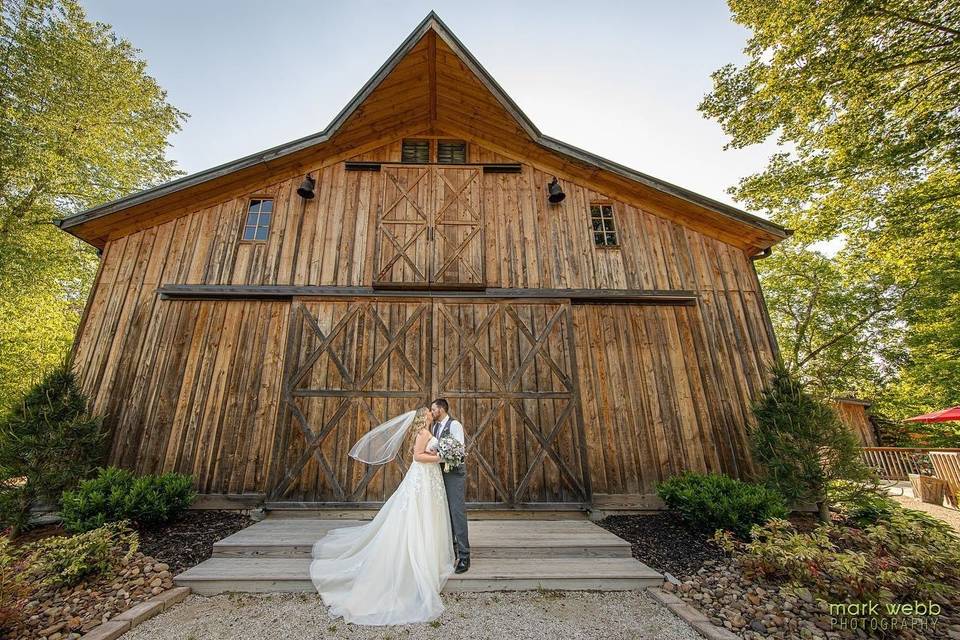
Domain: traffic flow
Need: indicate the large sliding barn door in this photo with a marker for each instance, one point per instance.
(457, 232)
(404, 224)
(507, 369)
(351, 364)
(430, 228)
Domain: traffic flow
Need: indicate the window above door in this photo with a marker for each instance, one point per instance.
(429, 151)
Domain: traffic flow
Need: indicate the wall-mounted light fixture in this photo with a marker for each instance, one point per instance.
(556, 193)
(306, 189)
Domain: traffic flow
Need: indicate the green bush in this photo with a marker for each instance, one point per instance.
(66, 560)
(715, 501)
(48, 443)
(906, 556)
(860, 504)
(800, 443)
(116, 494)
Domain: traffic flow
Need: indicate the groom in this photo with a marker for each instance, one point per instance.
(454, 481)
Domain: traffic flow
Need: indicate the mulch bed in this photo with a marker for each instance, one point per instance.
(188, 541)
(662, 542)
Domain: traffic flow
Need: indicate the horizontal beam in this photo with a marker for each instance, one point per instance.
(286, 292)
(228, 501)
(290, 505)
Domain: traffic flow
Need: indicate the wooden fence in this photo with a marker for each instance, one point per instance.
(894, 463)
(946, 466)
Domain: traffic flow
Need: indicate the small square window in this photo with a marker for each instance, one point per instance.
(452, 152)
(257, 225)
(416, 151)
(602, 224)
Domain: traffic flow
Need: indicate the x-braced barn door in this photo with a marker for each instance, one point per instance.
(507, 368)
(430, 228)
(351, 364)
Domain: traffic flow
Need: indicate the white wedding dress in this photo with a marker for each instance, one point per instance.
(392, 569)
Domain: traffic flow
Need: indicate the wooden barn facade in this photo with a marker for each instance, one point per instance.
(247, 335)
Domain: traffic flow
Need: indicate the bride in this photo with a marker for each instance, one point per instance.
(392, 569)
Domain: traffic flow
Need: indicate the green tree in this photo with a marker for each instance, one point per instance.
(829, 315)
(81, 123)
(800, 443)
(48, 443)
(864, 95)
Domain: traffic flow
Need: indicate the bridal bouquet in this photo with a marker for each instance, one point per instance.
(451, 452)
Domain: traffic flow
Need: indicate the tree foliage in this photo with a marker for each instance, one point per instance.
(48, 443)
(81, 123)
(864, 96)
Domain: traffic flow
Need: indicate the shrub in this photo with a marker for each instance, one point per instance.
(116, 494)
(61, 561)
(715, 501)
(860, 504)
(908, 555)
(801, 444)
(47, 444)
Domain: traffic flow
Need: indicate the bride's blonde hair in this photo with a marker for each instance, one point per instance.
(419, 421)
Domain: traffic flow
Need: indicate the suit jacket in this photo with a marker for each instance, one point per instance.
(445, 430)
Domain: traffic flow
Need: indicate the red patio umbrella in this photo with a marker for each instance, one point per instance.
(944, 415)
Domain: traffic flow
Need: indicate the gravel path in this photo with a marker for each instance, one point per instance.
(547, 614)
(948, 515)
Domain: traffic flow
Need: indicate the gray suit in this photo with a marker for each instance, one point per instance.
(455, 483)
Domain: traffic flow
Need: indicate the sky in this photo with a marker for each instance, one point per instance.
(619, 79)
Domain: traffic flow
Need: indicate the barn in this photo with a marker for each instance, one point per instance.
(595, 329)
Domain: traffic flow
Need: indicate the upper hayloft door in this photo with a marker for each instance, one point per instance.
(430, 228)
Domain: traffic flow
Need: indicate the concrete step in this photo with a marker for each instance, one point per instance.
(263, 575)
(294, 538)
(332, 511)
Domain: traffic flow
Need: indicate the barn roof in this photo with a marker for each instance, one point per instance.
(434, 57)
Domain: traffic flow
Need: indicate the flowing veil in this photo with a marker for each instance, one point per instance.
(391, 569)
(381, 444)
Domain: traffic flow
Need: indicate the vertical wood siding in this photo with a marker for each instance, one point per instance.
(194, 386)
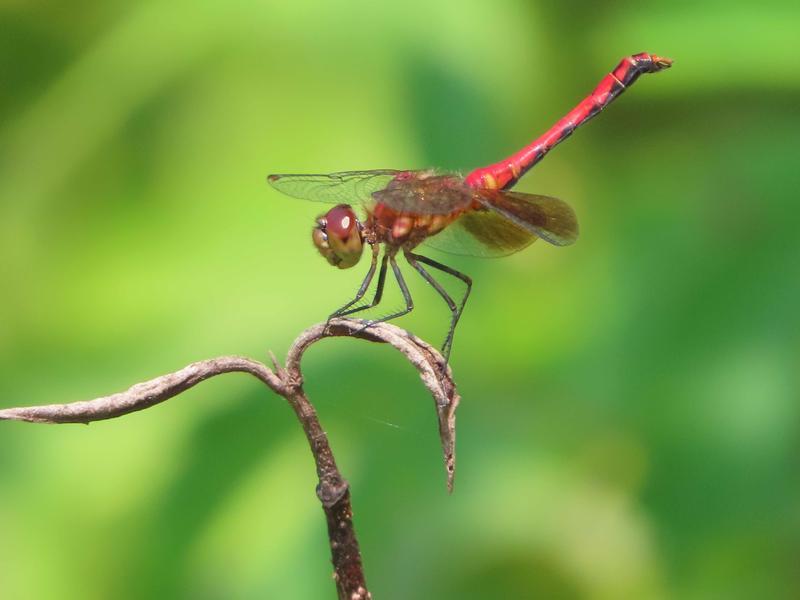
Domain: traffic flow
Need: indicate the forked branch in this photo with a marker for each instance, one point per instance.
-----
Your task is to transcribe all of the records precisely, with no images included.

* _TASK OUTPUT_:
Domain: traffic flow
Need: indicate the large sliding barn door in this photo with a marker for each instance, one point per instance.
(457, 232)
(404, 224)
(507, 369)
(351, 364)
(430, 228)
Domain: traffic flow
Need: indicate the window above door in this photo with a marker for each instance, one point per instance.
(429, 151)
Domain: traffic flow
Need: indicate the wall-mounted light fixture in this photo with a marker for each instance, one point per instance.
(556, 193)
(306, 189)
Domain: traffic flow
Need: indicate the green bush in this photo with a marker for each instance, one point per instance.
(66, 560)
(715, 501)
(48, 443)
(906, 556)
(860, 504)
(800, 443)
(116, 494)
Domain: traffic flow
Need: indicate the groom in this photo with a marker for each instance, one point per instance.
(454, 481)
Domain: traffic flow
Need: indicate the mulch bed in this photo with a marker for each instance, one point per instance.
(188, 541)
(662, 542)
Domain: traffic flow
Need: indicate the horizontal beam in this photo with a marker for each instance, one point per instance.
(286, 292)
(228, 501)
(290, 505)
Domain: traffic flow
Need: indicate the wooden fence in this photo with a marker for each instance, one point per instance.
(894, 463)
(946, 466)
Domain: traffic flow
Need: indicate the small square window in this photo with a marker for each instance, one point per instance.
(452, 152)
(257, 225)
(416, 151)
(602, 224)
Domain: traffic flow
Need: indicate the x-braced barn door in this photo with a marker for each instance, one point per instance.
(507, 368)
(430, 228)
(351, 364)
Domain: traffic flow
Need: indicate the white wedding dress in this photo with a marker for each instance, one point per instance.
(392, 569)
Domain: traffic flow
Need: indicate the wooden barn facade in this photo with a marker for each instance, one point per instance.
(247, 335)
Domain: traffic flow
Need: indicate the bride in this photo with a marker for each instance, one point per instance.
(392, 569)
Domain: traffic flow
Need: indicate the green tree in this photo with a marker for each instance, one point per instance.
(829, 315)
(81, 123)
(800, 443)
(48, 443)
(864, 95)
Domain: traffic flow
Need: indicate the bridal bouquet in this photo with a marker for each instance, one point per instance.
(451, 452)
Domain: traffic flow
Need: indicate the tree foliage in this photo with a marker for each instance, one point per instance.
(48, 443)
(81, 123)
(864, 96)
Domain: traffic flow
Need: indicate the shrub in this photo with a marker for each instance, one point per instance.
(116, 494)
(61, 561)
(715, 501)
(860, 504)
(908, 555)
(801, 444)
(47, 444)
Domain: traffic flow
Need: indicate the bride's blonde hair in this photo with a marker for each instance, one point per instance.
(419, 421)
Domain: traffic flow
Need: indicate the suit jacket in this photo with a marker for each instance, one point per instance.
(445, 430)
Domain: traffic flow
Need: indicate the red patio umbrella in this photo with a marker for each instance, one point per instance.
(944, 415)
Domain: traffic flow
Need: indicate the gravel path in this photo with a marker for each instance, one point per instance.
(547, 614)
(948, 515)
Domain: traffic flow
Need: indicate the gray suit in this photo with a marker for each instance, one point per instance.
(455, 483)
Domain: traffic flow
Need: indicate the sky in this photo with a marker for each instance, one point per instance.
(619, 79)
Domain: traffic flow
Need: indicate the barn in this photo with a marker for each instance, one point per instance.
(595, 329)
Domain: traffic flow
Need: indicate the upper hayloft door in this photo with a marker for each instance, one point per instance.
(430, 228)
Domain: traffic flow
Need: indicate the concrete step in this photo with a marker for each instance, one point per instance.
(263, 575)
(294, 538)
(332, 511)
Domain: traffic flow
Need: indicate the barn roof in this photo with a marker for each instance, one point per instance.
(434, 57)
Domain: traffic flow
Need: indicate the flowing veil in this photo with a marker for each instance, one point per instance.
(391, 569)
(381, 444)
Domain: traffic flow
Need: indicate the vertical wood siding in this photo with a marker for each instance, one point per instance.
(194, 386)
Domain: traffic flow
Need: indicate the forked branch in this photo with a marker for each instance, one point per instance.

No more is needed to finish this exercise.